*** Opening of TEXT SECTION ***

I’m now sure it’s the one-legged standing that’s improving my sleep. The new way of seeing faces in the morning doesn’t seem to matter. In case you want to try this, I’ve found that if I just raise one foot slightly I can stand one-legged much longer (about twice as long) than if I stand one-legged and pull the other foot behind me (stretching my leg muscles). I think this means the stretching pose is twice as effective per minute as the non-stretching pose; it produces the same effect in half the time.
It’s only been a few weeks, but my legs are already much stronger. Walking long distances (such as 4 miles) is easier and so is standing for long periods of time. My notions about exercise are changing, too. Before this, I thought of exercise having three types:
1. Strength. Exercise a muscle, it gets stronger. Benefits: stronger muscles can do more, look better.
2. Flexibility. Improved by stretching, e.g., yoga. Benefit: less chance of injury.
3. Aerobic. The Cooper idea. Improved by running, swimming, etc. Benefit: apparently reduces risk of heart attacks, perhaps reduces risk of other diseases. (Some people do it to lose weight, of course.) To measure aerobic fitness, The Cooper Institute stress-tested executives and found that those with better stress-test scores had lower mortality in the following years. Stress-test fitness was a better predictor of mortality than obesity — some people were “fit but fat”.
The one-legged standing seems to be a whole new category:
4. Soporific. When you stress a leg muscle a lot, presumably one or more chemicals are released that both (a) cause the muscle to grow (the well-known effect of exercise) and (b) cause you to sleep more deeply at night (the effect that interests me). In contrast to Types 1-3, there’s no need for the concept of fitness here because you don’t slowly go up and down in a measure of effectiveness (i.e., become more or less fit). Rather each day you are high or low on this measure, and the next day you start fresh. In contrast to Types 1-3, where the benefits accrue slowly (over weeks and months), the benefits are obvious the next morning (you feel better-rested) and the next day (you’re less tired). In contrast to Types 1-3, there is no connection with athletics (such as Olympic events). Conventional exercise is integral-like: It’s the sum over days that matters. Whereas this exercise is derivative-like: The benefits derive from doing a little more today than you did on previous days. The psychology is different, too. The benefits are so large relative to the cost that there’s no motivation problem. Deciding to do it is about as hard as deciding to pick up a $!0 bill. Deciding to do conventional exercise is a lot harder.

*** Close of TEXT SECTION ***
*** Opening of DATASET ENTRIES ***

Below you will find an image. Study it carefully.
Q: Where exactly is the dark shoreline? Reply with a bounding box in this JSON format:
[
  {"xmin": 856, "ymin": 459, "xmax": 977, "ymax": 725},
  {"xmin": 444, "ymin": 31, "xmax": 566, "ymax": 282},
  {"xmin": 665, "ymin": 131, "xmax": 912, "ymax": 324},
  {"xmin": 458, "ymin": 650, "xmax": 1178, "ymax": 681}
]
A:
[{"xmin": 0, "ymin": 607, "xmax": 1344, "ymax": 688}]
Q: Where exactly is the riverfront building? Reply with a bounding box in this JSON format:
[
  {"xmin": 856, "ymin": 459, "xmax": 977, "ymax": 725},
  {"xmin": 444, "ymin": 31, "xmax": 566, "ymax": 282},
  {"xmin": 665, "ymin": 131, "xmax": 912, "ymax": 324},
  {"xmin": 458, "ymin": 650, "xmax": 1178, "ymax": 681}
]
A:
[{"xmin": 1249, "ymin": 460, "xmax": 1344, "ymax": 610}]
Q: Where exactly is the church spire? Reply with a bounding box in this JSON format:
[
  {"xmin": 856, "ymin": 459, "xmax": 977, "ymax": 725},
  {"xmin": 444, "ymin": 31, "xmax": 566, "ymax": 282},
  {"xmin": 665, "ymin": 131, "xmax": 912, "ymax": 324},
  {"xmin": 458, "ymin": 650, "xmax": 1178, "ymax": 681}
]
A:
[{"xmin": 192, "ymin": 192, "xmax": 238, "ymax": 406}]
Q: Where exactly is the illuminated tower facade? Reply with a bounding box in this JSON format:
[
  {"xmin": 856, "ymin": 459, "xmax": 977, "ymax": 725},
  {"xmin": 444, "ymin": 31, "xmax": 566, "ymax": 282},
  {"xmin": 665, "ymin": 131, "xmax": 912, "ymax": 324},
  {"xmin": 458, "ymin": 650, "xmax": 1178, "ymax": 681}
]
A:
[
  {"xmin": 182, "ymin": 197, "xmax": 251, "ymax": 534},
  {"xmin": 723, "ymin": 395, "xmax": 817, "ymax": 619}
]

*** Close of DATASET ENTRIES ***

→ **INSTRUCTIONS**:
A. Print the part of the text on one-legged standing that runs from "I’m now sure" up to and including "half the time.".
B. According to the text on one-legged standing, how much longer can one stand on one leg by slightly raising the other foot, compared with pulling that foot behind?

→ **SOLUTION LIST**:
A.
I’m now sure it’s the one-legged standing that’s improving my sleep. The new way of seeing faces in the morning doesn’t seem to matter. In case you want to try this, I’ve found that if I just raise one foot slightly I can stand one-legged much longer (about twice as long) than if I stand one-legged and pull the other foot behind me (stretching my leg muscles). I think this means the stretching pose is twice as effective per minute as the non-stretching pose; it produces the same effect in half the time.

B. About twice as long.